> [Data provided]
——————
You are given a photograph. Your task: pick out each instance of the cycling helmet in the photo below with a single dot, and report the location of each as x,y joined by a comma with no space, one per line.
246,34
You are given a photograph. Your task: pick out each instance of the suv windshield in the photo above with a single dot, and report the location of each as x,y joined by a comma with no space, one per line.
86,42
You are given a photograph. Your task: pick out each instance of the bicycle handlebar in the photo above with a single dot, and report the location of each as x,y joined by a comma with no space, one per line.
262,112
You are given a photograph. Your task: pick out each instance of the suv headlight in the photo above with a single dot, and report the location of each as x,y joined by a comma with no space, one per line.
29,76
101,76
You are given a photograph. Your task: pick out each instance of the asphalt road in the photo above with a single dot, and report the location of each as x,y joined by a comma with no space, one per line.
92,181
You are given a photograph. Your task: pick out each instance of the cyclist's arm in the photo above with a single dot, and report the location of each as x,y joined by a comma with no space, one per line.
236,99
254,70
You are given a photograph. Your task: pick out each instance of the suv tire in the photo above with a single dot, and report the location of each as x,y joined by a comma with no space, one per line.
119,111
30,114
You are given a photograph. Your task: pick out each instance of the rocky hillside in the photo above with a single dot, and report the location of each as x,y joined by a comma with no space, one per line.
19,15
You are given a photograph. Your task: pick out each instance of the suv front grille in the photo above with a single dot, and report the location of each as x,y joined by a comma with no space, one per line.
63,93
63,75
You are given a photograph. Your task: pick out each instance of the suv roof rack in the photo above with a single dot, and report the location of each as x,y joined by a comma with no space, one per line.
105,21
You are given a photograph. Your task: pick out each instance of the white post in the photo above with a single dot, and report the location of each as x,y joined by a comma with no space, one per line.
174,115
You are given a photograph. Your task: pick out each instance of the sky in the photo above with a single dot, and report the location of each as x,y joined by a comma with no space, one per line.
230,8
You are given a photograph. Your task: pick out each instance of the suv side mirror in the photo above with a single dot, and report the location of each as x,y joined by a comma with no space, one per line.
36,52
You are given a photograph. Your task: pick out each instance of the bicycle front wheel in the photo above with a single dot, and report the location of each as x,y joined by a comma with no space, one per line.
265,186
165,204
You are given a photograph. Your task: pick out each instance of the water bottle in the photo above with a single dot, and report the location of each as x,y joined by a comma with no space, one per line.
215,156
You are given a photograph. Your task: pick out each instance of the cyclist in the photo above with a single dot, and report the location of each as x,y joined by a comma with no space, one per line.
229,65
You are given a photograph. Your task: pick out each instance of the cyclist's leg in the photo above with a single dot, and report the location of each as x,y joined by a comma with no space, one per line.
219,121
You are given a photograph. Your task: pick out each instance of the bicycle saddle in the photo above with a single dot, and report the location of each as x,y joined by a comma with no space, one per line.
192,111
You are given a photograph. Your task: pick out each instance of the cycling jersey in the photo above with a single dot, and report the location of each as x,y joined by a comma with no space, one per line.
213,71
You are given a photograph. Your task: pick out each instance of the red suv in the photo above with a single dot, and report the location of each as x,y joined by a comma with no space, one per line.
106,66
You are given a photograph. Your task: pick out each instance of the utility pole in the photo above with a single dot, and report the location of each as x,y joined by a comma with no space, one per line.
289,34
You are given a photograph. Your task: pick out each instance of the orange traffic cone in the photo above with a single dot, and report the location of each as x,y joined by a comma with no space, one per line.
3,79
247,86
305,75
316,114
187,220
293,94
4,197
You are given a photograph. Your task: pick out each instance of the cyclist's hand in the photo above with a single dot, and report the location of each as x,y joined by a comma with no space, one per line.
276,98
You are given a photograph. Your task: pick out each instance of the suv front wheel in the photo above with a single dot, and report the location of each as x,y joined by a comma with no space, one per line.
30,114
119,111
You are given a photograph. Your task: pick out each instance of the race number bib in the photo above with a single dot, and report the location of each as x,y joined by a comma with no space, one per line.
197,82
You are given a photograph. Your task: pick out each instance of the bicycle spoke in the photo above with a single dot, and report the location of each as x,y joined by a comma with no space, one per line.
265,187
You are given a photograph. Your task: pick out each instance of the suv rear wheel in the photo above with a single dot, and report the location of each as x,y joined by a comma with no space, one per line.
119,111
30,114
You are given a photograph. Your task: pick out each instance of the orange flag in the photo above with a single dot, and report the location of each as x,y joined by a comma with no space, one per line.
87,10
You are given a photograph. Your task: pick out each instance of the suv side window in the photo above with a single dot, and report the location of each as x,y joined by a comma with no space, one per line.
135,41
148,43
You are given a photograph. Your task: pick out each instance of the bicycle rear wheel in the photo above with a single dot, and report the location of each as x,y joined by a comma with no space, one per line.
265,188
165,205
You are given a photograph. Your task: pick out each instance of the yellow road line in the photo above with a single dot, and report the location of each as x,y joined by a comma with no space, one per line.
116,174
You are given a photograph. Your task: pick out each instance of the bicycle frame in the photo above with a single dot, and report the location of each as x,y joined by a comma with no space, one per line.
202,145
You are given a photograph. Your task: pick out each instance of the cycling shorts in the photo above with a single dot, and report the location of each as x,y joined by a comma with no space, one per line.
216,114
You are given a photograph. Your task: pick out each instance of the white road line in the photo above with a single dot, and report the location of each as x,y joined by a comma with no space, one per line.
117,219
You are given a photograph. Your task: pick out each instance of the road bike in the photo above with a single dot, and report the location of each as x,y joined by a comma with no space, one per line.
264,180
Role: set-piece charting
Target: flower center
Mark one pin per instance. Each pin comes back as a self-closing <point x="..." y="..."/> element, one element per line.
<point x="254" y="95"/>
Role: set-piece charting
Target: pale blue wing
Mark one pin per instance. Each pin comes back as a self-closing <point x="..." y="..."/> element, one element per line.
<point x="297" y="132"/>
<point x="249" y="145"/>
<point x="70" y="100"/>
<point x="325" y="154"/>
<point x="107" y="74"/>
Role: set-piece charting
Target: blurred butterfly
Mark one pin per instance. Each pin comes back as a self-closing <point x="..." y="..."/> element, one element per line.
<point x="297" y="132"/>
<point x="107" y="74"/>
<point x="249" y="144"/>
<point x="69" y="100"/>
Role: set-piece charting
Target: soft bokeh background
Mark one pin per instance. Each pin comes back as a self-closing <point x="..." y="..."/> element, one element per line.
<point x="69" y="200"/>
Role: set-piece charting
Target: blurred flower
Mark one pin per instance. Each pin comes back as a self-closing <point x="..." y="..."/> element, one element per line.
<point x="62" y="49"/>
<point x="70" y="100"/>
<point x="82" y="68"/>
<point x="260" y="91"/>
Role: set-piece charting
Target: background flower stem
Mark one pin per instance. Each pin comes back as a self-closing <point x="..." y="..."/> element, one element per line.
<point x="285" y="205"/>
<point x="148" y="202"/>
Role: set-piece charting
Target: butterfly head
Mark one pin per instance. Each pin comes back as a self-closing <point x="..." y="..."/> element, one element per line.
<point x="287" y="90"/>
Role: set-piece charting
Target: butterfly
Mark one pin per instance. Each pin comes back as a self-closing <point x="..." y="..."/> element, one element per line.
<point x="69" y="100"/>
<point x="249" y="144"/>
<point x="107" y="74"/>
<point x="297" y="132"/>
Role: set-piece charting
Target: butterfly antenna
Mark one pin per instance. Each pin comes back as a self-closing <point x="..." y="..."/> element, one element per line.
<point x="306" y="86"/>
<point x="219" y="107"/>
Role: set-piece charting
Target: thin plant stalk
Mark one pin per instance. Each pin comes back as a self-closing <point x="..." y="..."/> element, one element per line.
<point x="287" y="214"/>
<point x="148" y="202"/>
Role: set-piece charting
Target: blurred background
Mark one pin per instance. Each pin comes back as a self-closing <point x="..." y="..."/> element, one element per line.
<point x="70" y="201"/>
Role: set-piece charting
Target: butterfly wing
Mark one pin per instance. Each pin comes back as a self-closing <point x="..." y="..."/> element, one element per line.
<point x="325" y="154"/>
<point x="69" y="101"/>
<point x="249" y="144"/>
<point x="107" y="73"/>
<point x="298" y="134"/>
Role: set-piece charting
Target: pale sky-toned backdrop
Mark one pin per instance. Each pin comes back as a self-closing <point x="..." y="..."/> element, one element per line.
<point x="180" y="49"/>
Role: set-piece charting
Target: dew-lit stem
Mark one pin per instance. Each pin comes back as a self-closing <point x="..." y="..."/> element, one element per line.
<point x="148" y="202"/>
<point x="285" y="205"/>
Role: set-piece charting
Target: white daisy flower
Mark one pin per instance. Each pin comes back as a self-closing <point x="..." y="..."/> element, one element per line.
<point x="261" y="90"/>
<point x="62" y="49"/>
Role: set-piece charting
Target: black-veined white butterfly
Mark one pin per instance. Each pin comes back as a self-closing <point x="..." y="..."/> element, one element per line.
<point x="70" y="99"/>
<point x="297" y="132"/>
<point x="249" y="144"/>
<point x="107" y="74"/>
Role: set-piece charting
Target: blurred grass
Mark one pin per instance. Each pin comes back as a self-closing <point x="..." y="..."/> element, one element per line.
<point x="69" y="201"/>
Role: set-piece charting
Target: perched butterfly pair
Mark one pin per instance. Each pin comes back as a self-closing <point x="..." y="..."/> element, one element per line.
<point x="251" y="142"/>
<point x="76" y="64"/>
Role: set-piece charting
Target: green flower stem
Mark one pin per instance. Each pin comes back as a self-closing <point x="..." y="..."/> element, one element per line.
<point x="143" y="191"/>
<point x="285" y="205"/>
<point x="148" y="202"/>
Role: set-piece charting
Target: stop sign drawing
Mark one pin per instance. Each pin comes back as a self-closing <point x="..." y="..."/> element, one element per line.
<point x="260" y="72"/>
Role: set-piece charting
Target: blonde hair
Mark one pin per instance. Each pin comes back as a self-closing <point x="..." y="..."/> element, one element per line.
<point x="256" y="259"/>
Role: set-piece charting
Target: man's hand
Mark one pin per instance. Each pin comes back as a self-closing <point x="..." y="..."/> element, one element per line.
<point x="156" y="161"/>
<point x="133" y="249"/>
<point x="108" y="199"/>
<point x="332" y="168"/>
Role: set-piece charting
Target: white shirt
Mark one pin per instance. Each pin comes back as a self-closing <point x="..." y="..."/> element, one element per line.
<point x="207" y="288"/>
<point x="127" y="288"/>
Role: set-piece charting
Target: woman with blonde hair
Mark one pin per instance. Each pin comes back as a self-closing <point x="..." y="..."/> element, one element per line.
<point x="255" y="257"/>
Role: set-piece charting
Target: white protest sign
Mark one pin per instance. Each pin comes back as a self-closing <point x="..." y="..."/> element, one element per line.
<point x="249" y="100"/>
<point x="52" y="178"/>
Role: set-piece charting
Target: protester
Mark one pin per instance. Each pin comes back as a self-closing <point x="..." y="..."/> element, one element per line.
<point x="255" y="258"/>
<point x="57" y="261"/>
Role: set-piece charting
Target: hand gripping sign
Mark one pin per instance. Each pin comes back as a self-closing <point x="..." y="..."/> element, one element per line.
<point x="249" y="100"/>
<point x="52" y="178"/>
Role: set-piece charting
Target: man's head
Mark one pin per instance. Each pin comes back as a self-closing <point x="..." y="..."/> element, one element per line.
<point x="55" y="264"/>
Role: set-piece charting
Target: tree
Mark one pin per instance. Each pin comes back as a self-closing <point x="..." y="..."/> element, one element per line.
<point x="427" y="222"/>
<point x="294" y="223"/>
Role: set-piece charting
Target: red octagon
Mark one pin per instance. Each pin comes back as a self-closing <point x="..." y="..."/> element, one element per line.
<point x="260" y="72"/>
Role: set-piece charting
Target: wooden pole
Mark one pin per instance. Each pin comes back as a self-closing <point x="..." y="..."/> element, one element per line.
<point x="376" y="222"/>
——————
> [Exercise description]
Return all lines of the material above in which "stem" occurs.

> [Task response]
Target: background flower stem
Target: dew-lit stem
Target: green flower stem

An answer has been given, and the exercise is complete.